Referentenentwurf Apotheken-Reformgesetz (ApoRG)
Darum geht’s:
Am 12.06.2024 wurde der Referentenentwurf des Bundesgesundheitsministeriums für ein Apotheken-Reformgesetz (ApoRG) bekannt. Ziel des Gesetzes ist es, vor dem Hintergrund von Fachkräftemangel, wachsendem Stadt-Land-Gefälle in der Bevölkerung sowie der Abwanderung in andere Beschäftigungszweige bessere Rahmenbedingungen für eine Arzneimittelversorgung durch Apotheken in der Fläche zu schaffen.

** EXTRAHIERTE ANGABEN **
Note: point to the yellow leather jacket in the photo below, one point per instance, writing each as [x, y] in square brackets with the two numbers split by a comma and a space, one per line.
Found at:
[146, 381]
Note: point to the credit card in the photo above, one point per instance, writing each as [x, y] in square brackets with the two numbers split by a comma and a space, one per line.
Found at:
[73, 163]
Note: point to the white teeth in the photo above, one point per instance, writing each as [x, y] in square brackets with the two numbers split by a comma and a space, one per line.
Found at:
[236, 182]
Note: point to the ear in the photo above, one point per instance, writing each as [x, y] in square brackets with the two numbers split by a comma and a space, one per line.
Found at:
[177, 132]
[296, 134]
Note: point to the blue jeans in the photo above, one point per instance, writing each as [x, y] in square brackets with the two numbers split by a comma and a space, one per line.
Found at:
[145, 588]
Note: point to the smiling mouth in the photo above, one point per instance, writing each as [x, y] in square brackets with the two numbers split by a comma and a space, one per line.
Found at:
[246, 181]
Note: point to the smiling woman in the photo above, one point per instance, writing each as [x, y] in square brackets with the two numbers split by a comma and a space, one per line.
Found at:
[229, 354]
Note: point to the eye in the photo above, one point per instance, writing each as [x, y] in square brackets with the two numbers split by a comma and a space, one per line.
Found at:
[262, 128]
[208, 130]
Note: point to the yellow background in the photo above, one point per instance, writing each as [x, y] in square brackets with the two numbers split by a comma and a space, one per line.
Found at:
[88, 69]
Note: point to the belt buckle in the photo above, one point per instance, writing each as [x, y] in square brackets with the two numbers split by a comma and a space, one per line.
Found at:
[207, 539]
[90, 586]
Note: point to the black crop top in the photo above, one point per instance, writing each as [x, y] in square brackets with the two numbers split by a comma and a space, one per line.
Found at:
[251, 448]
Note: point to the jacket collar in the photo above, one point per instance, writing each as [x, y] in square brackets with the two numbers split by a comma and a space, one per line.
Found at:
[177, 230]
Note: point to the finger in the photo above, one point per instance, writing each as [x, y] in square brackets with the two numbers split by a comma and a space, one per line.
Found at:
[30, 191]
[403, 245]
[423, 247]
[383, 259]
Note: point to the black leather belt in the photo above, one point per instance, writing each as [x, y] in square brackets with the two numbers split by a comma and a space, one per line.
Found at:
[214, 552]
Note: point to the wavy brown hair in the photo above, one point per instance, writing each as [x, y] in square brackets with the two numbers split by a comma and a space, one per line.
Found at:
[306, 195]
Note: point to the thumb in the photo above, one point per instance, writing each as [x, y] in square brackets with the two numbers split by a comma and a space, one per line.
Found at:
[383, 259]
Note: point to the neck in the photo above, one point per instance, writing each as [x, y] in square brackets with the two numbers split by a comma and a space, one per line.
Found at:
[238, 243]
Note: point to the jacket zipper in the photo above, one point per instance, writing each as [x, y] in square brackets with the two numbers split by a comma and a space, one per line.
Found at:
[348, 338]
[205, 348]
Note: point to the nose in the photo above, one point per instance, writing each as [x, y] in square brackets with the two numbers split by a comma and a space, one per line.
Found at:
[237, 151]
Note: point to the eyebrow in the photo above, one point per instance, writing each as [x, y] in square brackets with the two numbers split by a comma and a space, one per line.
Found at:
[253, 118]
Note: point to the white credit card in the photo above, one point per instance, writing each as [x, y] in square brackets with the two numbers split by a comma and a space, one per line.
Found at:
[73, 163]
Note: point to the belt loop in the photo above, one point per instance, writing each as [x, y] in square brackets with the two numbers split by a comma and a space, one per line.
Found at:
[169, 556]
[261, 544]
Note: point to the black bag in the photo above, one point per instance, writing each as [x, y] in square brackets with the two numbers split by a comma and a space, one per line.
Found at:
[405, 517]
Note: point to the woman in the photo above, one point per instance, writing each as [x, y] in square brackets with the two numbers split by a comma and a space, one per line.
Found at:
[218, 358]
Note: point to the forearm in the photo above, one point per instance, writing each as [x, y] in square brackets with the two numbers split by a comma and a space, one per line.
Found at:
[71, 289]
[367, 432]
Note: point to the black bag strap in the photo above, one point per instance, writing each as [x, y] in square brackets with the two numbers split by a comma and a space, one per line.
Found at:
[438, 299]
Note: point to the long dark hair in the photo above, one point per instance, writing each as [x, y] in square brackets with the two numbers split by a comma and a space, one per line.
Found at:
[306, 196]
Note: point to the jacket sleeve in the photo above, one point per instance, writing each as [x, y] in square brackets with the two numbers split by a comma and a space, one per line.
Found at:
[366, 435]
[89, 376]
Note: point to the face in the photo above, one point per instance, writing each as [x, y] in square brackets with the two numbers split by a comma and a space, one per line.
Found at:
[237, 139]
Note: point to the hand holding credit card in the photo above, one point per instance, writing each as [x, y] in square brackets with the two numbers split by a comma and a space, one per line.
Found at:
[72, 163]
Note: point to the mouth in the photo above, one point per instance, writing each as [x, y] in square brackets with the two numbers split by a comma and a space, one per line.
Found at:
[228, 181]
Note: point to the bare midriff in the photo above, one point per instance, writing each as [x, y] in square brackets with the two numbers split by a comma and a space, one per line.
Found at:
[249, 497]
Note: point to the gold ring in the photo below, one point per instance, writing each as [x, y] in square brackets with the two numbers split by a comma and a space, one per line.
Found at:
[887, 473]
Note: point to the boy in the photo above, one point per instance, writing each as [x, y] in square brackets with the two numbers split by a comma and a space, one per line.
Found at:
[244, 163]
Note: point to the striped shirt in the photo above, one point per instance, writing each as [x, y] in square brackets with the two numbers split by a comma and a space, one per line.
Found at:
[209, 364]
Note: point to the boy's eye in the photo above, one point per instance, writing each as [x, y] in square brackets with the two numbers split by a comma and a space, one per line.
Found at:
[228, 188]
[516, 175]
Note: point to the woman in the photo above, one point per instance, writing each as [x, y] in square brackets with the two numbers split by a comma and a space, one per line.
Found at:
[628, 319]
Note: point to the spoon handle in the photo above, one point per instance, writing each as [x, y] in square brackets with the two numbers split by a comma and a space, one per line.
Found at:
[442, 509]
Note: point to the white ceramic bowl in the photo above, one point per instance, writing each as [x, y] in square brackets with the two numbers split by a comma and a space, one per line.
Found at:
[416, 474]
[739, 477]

** AUFGABE 1 **
An welchem Datum wurde laut dem Textauszug zum Apotheken-Reformgesetz der Referentenentwurf bekannt?
** AUFGABE 2 **
Schreib bitte den Textauszug zum Apotheken-Reformgesetz beginnend bei „Referentenentwurf Apotheken-Reformgesetz (ApoRG)“ und endend bei „Fläche zu schaffen.“ ab und ersetze dabei „Fachkräftemangel“ durch „Personalmangel“.

** LÖSUNG 1 **
Am 12.06.2024.

** LÖSUNG 2 **
Referentenentwurf Apotheken-Reformgesetz (ApoRG)
Darum geht’s:
Am 12.06.2024 wurde der Referentenentwurf des Bundesgesundheitsministeriums für ein Apotheken-Reformgesetz (ApoRG) bekannt. Ziel des Gesetzes ist es, vor dem Hintergrund von Personalmangel, wachsendem Stadt-Land-Gefälle in der Bevölkerung sowie der Abwanderung in andere Beschäftigungszweige bessere Rahmenbedingungen für eine Arzneimittelversorgung durch Apotheken in der Fläche zu schaffen.